**Extract provided**
An equally popular musical project that appeared in the 90s is the annual competition of young performers "Zhas Kanat". Both solo performers and ensembles took part in the competition, and the project itself opened a new generation of singers for the Kazakh stage, such as Zhanna Sattarova, the group "Ayan" and Madina Sadvakasova.

== Musical institutions ==
The Musical-Dramatic Training College, founded in 1931, was the first institute of higher education for music in Kazakhstan. Two years later, the Orchestra of Kazakh Folk Musical Instruments was formed The Foundation Asyl Mura is archives and publishes historical recordings of Kazakh music both traditional and classical. The Qurmanghazy Conservatoire is considered one of the leading conservatoires in Almaty.

== Contemporary genres ==

=== Kazakh hip hop ===
The Kazakh hip hop and rap scene started to emerge in the country after the Dissolution of the Soviet Union. Hip-hop easily flourished in Kazakhstan due to the use of Russian in its songs, which makes it easier for Kazakh rappers to achieve popularity in other Russian-speaking countries. Kazakh groups such as Tristar began to be featured on MTV Russia. Hip-hop is arguably the most popular contemporary music genre in Kazakhstan, especially among the youth. In 2013, American rapper Kanye West was privately invited by President Nursultan Nazarbayev to perform at his grandson's wedding.

**What is required**
According to the passage on Kazakh music, in what year was the Musical-Dramatic Training College founded? The saved entries have nothing to do with the passage on Kazakh music.

[Saved entries]
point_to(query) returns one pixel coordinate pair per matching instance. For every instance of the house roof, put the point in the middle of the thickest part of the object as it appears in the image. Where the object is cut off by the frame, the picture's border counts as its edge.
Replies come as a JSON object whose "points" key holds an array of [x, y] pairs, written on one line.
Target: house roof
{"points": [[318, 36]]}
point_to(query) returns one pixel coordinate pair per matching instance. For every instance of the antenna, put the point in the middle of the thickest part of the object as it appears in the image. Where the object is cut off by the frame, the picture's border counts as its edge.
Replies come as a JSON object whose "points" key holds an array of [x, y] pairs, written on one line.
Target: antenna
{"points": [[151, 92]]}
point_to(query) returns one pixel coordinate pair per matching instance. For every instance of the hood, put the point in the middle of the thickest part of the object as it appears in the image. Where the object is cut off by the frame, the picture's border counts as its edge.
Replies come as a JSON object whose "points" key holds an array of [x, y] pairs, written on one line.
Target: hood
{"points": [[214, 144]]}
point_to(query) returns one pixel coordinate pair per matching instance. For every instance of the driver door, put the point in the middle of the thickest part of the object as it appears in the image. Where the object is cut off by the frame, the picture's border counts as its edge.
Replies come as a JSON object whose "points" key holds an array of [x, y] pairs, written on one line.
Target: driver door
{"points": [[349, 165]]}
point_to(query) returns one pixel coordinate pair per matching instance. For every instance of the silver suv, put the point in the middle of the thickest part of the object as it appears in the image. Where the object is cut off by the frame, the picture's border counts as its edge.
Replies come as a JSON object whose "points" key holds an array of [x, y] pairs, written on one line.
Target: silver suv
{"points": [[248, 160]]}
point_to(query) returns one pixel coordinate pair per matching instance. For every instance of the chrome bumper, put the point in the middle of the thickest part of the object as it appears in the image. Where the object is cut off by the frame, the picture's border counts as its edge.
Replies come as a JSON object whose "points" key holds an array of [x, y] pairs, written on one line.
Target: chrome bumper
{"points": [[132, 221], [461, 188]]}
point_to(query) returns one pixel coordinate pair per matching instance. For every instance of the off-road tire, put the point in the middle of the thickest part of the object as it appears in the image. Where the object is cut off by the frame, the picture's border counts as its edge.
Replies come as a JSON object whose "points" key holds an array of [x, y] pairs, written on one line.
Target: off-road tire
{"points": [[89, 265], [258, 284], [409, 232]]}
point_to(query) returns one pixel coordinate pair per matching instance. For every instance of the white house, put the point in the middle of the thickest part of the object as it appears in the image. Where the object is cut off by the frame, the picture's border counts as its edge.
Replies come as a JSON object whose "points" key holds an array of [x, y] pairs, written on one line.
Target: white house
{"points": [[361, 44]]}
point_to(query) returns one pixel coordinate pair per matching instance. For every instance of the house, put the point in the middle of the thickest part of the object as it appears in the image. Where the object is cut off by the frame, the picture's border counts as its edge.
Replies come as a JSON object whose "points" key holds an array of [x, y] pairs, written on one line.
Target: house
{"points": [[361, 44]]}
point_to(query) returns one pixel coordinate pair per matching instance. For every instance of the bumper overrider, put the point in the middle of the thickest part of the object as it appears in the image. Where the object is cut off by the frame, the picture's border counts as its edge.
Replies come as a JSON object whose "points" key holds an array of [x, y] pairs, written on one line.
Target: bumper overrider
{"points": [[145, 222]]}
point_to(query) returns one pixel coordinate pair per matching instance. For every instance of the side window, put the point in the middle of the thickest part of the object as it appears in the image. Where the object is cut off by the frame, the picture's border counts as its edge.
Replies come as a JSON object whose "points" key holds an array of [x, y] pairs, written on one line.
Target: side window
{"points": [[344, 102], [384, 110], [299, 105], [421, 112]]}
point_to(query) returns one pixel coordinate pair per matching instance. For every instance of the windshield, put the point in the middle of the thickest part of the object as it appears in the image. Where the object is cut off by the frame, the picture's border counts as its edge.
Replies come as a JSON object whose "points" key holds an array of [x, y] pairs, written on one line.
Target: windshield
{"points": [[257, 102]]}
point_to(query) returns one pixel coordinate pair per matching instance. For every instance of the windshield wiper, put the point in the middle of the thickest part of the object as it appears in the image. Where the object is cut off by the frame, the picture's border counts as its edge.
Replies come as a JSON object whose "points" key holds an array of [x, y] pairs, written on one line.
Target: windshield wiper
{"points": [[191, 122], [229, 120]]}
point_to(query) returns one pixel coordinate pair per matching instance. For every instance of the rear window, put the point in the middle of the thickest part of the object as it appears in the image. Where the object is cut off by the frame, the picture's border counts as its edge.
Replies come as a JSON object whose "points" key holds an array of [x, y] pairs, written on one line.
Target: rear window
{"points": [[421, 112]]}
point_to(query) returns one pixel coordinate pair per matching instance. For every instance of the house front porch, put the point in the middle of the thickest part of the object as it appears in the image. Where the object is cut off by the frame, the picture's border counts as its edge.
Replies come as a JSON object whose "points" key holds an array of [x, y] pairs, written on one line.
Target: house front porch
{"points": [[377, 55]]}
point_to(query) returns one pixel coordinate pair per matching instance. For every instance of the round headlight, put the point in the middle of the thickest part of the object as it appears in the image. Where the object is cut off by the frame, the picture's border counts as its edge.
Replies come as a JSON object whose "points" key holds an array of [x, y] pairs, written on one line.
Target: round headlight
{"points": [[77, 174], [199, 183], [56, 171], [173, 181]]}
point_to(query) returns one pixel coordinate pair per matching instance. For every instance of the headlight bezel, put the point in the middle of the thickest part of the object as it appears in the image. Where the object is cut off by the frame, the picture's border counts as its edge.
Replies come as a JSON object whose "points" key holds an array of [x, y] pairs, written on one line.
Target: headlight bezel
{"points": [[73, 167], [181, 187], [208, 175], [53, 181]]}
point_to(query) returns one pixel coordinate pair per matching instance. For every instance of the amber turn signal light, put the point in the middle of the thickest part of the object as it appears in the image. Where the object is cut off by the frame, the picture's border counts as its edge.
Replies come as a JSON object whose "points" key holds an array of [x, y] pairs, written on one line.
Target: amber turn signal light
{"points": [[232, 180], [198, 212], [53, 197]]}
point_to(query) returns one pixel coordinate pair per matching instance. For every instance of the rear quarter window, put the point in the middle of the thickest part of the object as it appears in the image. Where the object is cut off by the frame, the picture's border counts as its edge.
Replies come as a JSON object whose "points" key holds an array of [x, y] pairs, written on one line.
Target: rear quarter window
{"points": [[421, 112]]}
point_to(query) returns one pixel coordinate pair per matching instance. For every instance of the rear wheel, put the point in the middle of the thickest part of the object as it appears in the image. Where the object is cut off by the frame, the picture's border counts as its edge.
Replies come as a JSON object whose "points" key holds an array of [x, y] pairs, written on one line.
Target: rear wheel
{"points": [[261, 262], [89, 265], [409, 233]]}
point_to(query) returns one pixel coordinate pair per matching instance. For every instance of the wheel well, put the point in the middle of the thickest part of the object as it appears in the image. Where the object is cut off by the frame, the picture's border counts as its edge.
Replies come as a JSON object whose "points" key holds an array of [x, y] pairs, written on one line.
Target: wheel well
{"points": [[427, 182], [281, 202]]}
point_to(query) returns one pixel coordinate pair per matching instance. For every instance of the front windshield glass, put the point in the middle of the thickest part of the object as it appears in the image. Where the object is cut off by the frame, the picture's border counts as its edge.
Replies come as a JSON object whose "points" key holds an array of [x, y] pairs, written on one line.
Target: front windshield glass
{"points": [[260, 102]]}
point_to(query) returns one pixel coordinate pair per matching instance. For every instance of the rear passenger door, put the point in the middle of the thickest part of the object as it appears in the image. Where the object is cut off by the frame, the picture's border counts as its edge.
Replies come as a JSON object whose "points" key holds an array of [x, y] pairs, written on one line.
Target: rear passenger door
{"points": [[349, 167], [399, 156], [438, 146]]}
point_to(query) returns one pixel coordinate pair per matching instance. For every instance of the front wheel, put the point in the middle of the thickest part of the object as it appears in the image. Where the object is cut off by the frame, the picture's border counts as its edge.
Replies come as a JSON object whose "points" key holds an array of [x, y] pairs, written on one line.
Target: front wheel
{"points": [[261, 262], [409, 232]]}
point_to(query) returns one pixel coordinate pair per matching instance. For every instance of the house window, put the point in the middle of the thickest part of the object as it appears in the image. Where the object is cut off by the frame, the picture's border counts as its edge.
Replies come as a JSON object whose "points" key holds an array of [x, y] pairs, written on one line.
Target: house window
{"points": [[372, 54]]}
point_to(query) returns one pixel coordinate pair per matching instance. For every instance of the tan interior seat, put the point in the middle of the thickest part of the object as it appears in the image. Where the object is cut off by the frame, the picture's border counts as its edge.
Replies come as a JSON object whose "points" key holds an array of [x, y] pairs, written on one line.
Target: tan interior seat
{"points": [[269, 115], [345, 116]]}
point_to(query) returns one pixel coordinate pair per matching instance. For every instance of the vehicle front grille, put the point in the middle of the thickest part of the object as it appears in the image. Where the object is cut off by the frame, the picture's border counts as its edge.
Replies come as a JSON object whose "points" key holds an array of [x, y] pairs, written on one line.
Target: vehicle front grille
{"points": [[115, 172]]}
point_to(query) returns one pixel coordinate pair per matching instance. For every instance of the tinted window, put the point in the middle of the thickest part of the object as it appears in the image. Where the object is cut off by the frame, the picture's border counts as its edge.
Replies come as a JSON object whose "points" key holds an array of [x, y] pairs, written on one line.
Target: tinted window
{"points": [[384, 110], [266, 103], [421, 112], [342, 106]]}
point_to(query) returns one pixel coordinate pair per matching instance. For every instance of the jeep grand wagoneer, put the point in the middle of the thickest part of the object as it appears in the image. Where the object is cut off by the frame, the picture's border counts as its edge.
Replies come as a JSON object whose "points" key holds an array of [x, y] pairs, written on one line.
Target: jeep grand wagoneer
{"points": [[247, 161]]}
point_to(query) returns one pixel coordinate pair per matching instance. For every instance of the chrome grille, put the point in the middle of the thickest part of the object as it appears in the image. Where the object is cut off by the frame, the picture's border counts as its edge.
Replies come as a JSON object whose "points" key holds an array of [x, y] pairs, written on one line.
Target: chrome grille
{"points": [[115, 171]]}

**Expected answer**
It was founded in 1931.